### Short problem a:
Decide whether each statement agrees with the Apal text below, answering yes or no and quoting the words of the text that settle it: (i) Edmond Pery founded the company in 1961; (ii) the Apal Horizon GT was a front-engined car; (iii) 700 Apal Speedsters were completed between 1981 and 1994.

### Text block:

* Begin *

Apal is a small-scale automobile company originally from Belgium.

Phase 1 -APAL - s.à.r.l. Application Polyester Armé de Liège  (1961–1998)

Glass-fibre specialist Edmond Pery founded this small automobile manufacturing company in Blegny-Trembleur, Liège Province, Belgium in 1961. Pery presented his first model, a GT coupé with gull-wing doors, propelled by Volkswagen or Porsche engines at the Brussels Autosalon (or Salon auto de Bruxelles) in 1962.

In 1965, Apal started producing a Formule V single-seater. The Apal Horizon GT was a mid-engined sports car and was made in a limited number in 1968 and 1969.

Between 1968 and 1981, about 5,000 glass-fibre bodies were produced for different buggy models such as Apal Buggy, Apal Rancho, Apal Jet, Apal Auki, and the Apal Corsa (a sporty version with gull-wing doors). The Jet was a copy of a buggy originally developed by Glassco Inc. of USA. This set of molds then made its way to England, where PABC/Eresbug built it in London, with the Four Seasons Buggy Company manufacturing it from 1971 on and finally GP Projects from 1975 until 1976. Apal traded the Auki buggy molds for the Jet molds and modified them, adding a T-bar and side skirts and replacing the curved Ford Anglia windshield (not as easy to acquire in continental Europe) with a flat unit.

The Apal 1200 Saloon was an attractive car based on Volkswagen beetle floorplan. It had a thrust-forward nose with a divided front bumper and a well-sloped curved one-piece windshield. The rear-mounted engine was air-cooled, with cooling air exhausting through a grille in the rounded tail, which also sported a divided rear bumper.

The company's most successful model was called the Apal Speedster and is a replica of the Porsche 356 Speedster, built on a VW Beetle floorplan. Altogether 700 were completed between 1981 and 1994.

* End *

### Short problem b:
Count the lines of the records below that contain the string "dark". Give only the number.

[Image box annotation records]

* Begin *

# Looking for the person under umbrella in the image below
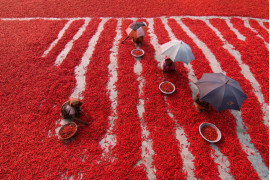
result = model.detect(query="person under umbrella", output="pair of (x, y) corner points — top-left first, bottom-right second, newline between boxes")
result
(161, 57), (175, 73)
(195, 73), (247, 111)
(160, 40), (195, 64)
(61, 98), (88, 126)
(122, 22), (148, 47)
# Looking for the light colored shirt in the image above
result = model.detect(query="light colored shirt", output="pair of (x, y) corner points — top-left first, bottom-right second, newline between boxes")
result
(161, 58), (175, 71)
(66, 105), (75, 116)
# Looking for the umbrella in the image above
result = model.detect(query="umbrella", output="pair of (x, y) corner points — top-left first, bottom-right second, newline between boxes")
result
(195, 73), (247, 111)
(126, 22), (148, 38)
(161, 40), (195, 64)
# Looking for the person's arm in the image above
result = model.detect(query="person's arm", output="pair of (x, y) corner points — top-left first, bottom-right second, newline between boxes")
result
(72, 115), (88, 126)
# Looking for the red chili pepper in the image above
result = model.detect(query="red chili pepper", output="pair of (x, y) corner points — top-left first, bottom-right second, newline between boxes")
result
(133, 50), (142, 56)
(60, 124), (76, 139)
(161, 82), (173, 93)
(201, 126), (218, 141)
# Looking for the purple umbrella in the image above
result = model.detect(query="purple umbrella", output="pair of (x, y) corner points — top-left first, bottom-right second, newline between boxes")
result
(195, 73), (247, 111)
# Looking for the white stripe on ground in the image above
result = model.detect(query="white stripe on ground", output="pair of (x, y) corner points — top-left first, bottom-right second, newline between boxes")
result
(134, 59), (156, 180)
(204, 20), (269, 126)
(54, 18), (91, 66)
(257, 20), (269, 33)
(231, 110), (269, 179)
(41, 20), (74, 57)
(162, 19), (232, 179)
(210, 144), (234, 180)
(243, 18), (269, 50)
(0, 16), (269, 22)
(147, 19), (196, 179)
(176, 18), (269, 178)
(70, 18), (108, 99)
(130, 18), (156, 180)
(99, 19), (122, 157)
(225, 19), (246, 41)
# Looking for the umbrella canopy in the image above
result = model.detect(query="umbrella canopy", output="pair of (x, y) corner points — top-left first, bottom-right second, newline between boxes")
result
(126, 22), (148, 38)
(195, 73), (247, 111)
(161, 40), (195, 64)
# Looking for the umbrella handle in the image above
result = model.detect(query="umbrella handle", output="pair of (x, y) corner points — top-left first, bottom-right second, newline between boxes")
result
(122, 36), (129, 44)
(162, 70), (165, 81)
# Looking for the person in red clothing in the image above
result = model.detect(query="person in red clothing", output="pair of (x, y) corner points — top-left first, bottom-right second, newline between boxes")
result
(161, 57), (175, 72)
(132, 36), (143, 48)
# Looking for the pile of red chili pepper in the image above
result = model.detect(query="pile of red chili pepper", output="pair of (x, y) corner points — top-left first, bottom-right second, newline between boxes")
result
(201, 126), (218, 141)
(133, 50), (143, 56)
(59, 124), (76, 139)
(160, 82), (174, 93)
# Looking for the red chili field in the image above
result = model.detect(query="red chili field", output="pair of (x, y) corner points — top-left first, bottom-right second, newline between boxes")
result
(0, 0), (269, 180)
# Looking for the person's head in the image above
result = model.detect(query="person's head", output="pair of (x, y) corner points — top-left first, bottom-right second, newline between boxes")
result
(165, 58), (173, 65)
(70, 98), (82, 107)
(133, 36), (143, 44)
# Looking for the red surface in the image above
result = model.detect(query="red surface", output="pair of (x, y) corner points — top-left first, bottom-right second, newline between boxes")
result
(0, 0), (269, 19)
(0, 1), (269, 179)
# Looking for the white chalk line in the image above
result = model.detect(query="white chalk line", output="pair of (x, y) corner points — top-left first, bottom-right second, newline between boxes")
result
(41, 19), (74, 57)
(147, 19), (196, 179)
(99, 19), (122, 158)
(162, 19), (231, 179)
(0, 16), (269, 22)
(204, 20), (269, 126)
(176, 18), (269, 178)
(70, 18), (108, 99)
(54, 18), (91, 66)
(243, 18), (269, 50)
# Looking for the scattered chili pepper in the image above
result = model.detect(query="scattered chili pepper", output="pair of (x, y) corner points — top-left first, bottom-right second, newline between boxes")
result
(59, 124), (76, 139)
(161, 82), (173, 93)
(201, 126), (218, 141)
(133, 50), (143, 56)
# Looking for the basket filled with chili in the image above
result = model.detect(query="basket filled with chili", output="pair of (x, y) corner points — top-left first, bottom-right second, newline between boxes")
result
(58, 122), (78, 140)
(131, 49), (144, 57)
(199, 123), (221, 143)
(159, 81), (175, 94)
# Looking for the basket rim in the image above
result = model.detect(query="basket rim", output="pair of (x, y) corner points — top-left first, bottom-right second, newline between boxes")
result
(131, 48), (144, 57)
(57, 122), (78, 140)
(199, 122), (222, 143)
(159, 81), (175, 94)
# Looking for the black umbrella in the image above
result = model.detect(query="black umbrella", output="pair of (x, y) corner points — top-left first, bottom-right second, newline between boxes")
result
(195, 73), (247, 111)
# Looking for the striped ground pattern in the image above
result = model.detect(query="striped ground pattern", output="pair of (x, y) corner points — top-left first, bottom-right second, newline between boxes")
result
(0, 16), (269, 180)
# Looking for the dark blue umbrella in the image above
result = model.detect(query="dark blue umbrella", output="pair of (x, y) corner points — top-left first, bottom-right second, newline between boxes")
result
(195, 73), (247, 111)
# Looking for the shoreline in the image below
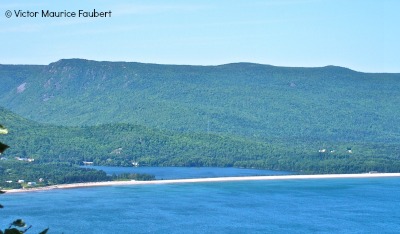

* End *

### Expected answer a:
(i) Yes: "Glass-fibre specialist Edmond Pery founded this small automobile manufacturing company in Blegny-Trembleur, Liège Province, Belgium in 1961."
(ii) No: "The Apal Horizon GT was a mid-engined sports car"
(iii) Yes: "Altogether 700 were completed between 1981 and 1994."

### Expected answer b:
2